▶ [Stated problem 1] Pull out every line of the records that contains the word "painted".

▶ [Supplied text]
▬▬▬▬▬▬▬▬▬▬

North American Dahlia Society


Part One: Welcome to Portland!
Part Two: Show Events and High Points
Part Three: Saturday Night! -The Big Dance


If you have never attended an American Dahlia Society National Show, you are really missing something. The 2012 ADS National Dahlia Show, in conjunction with the Portland Dahlia Society, was a monumental event, in every sense of the word. Thursday, August 30 marked the first events of the long weekend, with a visit to the Oregon Garden and the Christopher Bridge Winery, followed by a reception at the Red Lion Hotel. Portland Dahlia Society members spent much of Friday morning, handling new arrivals, and setting up the exhibits that filled the hallways outside of the 18,000 sq. ft. Exhibition Hall.  Ted Kennedy of Hollyhill fame took on the task of securing an ample refrigerated trailer, which was parked at the outskirts of the parking lot.  Exhibitors who arrived early were able to carefully place and label their flowers, safely storing them until each grower was ready to place them into competition. The exhibition hall was temperature controlled, cooled to a point that, while a bit on the chilly side for the humans, was perfect for our fine  “floretted” friends, who needed to remain “forever young” for at least another 24 hours.  A large and well supplied staging area was supplied for exhibitors who needed it.  By the time the last entries were placed at 9:00 am on Saturday morning, the huge hall was replete with almost 10,000 entries vying for over 200 top awards.

▬▬▬▬▬▬▬▬▬▬

▶ [Data listing]

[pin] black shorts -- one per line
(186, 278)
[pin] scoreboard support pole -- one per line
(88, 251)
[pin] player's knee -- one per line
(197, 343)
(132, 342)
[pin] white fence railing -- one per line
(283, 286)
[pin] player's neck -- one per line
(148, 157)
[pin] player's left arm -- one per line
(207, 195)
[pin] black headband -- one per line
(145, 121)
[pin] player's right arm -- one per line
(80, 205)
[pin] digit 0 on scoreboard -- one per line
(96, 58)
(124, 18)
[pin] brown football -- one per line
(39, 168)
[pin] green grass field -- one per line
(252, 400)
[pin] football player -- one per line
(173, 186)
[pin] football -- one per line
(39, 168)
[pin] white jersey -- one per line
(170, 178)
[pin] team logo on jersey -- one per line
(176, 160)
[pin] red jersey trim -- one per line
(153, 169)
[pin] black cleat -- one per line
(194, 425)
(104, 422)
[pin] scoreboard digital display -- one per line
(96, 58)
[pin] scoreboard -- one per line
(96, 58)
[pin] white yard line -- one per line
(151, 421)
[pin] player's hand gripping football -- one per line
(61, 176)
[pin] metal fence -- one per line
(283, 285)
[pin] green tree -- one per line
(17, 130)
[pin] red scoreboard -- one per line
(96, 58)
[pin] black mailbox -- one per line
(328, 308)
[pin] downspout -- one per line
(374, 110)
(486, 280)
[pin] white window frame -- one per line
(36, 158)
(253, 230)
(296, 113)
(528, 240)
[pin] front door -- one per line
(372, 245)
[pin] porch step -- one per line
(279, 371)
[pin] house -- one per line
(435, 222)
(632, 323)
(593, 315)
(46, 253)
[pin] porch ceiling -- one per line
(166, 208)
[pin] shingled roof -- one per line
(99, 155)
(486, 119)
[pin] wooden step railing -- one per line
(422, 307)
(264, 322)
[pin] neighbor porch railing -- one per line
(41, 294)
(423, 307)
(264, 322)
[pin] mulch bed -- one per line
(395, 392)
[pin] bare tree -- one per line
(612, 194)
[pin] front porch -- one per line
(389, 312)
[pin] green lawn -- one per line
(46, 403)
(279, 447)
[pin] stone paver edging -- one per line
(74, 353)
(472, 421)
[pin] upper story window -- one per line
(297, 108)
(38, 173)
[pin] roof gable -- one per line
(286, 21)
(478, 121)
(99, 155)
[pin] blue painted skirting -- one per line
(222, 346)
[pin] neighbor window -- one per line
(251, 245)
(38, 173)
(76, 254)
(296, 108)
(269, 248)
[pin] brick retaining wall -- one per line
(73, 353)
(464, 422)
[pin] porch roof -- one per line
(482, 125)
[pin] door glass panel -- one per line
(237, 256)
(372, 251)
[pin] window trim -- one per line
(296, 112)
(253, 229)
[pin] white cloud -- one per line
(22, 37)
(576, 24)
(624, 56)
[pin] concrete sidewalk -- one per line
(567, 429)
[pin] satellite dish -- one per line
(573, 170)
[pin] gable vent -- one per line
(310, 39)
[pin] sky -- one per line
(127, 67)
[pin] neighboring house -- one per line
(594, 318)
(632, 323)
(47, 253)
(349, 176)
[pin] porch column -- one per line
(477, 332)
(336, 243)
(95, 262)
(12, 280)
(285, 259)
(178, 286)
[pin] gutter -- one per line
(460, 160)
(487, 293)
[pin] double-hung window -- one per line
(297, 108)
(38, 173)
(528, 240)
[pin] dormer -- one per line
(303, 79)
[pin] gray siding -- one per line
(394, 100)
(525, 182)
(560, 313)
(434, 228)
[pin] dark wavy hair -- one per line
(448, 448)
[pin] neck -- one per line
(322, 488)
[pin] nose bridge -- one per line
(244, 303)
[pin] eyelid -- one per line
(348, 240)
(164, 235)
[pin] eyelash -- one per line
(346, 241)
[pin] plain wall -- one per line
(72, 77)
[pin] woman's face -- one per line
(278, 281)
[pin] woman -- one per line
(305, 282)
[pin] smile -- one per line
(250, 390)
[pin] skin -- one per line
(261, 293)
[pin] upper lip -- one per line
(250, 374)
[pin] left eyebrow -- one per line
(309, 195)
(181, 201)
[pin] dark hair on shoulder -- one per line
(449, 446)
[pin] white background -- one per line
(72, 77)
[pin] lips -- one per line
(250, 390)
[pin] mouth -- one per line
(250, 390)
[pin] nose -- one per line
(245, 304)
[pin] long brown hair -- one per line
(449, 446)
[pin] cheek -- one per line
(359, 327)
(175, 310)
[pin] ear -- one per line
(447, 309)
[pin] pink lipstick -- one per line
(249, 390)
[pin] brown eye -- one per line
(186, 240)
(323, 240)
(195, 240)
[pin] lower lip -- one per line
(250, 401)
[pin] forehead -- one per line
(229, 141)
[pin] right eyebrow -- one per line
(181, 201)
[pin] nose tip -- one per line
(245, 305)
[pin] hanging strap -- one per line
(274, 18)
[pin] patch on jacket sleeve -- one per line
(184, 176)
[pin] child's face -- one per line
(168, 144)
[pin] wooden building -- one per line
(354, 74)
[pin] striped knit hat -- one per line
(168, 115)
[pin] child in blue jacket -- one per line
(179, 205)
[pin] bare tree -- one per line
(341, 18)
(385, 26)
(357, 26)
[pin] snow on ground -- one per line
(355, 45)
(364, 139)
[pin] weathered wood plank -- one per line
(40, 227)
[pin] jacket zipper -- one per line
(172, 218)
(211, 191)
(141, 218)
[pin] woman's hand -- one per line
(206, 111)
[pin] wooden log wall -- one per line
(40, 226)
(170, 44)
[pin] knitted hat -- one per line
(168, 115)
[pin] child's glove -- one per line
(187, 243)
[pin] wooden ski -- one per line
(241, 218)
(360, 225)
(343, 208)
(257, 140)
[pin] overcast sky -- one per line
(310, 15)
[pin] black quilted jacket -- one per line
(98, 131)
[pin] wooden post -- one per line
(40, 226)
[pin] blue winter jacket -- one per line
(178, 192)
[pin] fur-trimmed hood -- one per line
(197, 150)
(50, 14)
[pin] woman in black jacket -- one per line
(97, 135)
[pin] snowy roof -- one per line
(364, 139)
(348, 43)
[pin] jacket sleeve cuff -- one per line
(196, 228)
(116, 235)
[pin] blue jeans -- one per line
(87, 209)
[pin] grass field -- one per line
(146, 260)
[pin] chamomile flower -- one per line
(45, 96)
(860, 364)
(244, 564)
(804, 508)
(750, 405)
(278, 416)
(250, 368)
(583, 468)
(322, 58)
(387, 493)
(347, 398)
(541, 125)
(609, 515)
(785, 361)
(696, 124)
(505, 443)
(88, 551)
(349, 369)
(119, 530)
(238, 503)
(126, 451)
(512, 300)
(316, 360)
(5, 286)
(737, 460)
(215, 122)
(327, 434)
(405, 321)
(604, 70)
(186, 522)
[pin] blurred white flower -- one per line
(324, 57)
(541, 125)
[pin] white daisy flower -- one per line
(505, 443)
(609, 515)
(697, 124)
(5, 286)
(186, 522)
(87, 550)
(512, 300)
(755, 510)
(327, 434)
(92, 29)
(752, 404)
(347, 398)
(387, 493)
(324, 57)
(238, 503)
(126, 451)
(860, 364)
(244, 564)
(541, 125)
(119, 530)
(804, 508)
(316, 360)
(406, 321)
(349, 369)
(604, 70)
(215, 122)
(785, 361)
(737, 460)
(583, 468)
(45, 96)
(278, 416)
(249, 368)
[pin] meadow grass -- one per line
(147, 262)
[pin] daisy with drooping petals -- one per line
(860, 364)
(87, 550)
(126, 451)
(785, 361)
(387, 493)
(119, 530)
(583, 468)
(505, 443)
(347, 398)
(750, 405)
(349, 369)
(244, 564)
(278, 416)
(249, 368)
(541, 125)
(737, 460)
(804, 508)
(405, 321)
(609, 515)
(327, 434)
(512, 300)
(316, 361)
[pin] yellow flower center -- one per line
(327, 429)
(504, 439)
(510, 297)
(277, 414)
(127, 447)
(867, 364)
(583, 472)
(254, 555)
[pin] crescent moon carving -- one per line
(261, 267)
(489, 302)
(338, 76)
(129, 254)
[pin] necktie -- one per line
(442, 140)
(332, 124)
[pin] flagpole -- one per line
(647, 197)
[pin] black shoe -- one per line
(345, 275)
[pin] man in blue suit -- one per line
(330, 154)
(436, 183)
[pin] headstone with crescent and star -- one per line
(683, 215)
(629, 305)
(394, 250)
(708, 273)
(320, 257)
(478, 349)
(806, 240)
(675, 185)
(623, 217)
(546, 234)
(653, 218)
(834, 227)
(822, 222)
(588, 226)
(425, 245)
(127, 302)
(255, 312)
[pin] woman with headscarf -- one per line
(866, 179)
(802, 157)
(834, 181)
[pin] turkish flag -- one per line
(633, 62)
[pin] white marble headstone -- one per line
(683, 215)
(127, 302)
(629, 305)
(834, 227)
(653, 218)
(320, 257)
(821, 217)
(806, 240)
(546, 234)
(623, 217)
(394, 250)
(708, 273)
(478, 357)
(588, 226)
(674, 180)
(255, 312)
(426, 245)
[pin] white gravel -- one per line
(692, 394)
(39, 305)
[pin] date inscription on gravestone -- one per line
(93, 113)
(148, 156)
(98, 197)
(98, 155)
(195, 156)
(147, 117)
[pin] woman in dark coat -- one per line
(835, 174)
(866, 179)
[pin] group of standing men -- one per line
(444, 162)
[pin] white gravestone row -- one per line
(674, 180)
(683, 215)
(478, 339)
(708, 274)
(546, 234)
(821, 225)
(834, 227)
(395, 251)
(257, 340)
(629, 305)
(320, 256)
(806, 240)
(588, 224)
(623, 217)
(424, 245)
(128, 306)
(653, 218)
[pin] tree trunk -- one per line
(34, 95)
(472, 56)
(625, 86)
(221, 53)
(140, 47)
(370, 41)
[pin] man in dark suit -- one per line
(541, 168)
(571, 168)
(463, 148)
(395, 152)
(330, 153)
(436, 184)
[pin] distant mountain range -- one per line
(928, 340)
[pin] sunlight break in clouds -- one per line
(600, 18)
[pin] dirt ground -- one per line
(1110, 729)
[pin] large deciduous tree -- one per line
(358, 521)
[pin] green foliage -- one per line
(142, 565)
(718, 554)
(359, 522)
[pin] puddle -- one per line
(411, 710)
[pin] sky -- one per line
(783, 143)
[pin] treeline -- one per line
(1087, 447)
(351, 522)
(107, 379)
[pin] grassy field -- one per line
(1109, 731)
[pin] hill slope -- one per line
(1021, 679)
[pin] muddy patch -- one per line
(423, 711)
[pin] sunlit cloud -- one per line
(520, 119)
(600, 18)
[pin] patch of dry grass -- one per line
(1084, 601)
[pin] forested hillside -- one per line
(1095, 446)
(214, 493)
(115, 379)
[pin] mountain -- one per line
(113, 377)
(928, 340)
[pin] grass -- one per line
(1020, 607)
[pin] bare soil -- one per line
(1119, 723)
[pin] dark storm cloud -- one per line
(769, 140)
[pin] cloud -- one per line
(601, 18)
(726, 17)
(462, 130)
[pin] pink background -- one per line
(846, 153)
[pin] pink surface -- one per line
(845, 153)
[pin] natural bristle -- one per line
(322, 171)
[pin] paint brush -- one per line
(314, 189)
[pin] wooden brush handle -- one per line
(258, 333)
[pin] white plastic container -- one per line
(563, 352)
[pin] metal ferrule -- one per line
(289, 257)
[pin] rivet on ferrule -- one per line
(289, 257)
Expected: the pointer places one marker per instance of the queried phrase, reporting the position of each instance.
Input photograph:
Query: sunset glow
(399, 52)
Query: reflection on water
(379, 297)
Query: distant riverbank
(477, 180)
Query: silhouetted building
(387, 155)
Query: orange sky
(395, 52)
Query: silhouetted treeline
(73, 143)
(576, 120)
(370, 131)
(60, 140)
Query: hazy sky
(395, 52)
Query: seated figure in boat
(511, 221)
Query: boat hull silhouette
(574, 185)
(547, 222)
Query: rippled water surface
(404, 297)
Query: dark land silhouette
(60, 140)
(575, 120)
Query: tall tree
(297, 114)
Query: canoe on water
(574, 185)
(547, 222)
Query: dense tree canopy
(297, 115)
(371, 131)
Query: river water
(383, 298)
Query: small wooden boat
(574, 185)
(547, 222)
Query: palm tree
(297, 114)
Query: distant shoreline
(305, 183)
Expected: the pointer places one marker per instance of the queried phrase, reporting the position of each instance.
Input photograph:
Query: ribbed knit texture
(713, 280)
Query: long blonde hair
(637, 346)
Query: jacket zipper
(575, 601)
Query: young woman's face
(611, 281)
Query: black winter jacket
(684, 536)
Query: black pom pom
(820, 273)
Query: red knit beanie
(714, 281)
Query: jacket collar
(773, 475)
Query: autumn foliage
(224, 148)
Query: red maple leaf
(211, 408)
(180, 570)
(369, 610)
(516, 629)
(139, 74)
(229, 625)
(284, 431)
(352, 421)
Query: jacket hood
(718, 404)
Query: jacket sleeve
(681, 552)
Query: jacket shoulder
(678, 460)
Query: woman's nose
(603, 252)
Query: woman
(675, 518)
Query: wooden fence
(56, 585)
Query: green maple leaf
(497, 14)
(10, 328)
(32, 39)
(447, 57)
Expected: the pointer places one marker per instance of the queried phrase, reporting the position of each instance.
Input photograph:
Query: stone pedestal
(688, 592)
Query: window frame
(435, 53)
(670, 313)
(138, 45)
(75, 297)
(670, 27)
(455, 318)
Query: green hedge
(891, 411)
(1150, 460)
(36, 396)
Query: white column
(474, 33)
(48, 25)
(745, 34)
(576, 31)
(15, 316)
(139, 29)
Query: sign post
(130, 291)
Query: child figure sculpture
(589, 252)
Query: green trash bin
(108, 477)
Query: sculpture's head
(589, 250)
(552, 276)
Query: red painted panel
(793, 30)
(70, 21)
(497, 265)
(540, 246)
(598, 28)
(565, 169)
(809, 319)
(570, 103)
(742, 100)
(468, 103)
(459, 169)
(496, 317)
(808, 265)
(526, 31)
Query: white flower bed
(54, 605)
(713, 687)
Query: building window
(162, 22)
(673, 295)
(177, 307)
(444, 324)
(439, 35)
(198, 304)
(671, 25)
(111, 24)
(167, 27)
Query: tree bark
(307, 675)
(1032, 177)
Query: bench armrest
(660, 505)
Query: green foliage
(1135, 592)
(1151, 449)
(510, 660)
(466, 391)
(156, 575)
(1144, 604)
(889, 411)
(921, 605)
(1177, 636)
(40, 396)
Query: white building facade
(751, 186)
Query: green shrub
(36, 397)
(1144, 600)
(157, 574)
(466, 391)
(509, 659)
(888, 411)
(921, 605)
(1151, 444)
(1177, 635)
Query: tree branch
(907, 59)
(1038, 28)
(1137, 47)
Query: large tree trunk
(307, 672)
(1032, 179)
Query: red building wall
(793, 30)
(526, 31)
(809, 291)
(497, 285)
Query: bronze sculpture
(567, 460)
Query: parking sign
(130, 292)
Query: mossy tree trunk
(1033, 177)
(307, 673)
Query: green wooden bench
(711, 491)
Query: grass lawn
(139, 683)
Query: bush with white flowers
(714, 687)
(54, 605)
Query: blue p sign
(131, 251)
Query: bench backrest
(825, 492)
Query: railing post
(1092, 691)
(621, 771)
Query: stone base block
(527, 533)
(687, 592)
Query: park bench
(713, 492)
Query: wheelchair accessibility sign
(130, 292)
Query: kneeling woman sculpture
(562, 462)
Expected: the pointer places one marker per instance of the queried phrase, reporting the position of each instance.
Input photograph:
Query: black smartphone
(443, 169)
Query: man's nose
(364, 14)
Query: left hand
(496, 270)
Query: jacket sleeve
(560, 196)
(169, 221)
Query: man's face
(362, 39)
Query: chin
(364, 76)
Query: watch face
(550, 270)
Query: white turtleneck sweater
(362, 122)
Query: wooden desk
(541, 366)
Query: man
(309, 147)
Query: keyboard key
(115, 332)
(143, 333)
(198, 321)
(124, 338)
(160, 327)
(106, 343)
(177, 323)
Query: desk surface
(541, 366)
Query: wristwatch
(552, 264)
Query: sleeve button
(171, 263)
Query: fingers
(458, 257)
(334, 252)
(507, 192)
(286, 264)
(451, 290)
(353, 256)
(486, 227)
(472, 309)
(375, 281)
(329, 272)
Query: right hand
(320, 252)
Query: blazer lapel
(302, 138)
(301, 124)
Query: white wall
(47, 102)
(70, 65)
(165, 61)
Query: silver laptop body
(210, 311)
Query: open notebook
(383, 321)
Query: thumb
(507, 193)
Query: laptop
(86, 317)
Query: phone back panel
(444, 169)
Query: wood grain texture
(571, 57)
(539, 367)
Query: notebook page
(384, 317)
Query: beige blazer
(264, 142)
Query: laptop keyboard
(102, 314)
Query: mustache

▬▬▬▬▬▬▬▬▬▬

▶ [Stated problem 2] From the dahlia show account, list the places named for the events of Thursday, August 30.

▶ [Exercise solution 1]
[pin] blue painted skirting -- one per line
Query: red painted panel

▶ [Exercise solution 2]
- Oregon Garden
- Christopher Bridge Winery
- Red Lion Hotel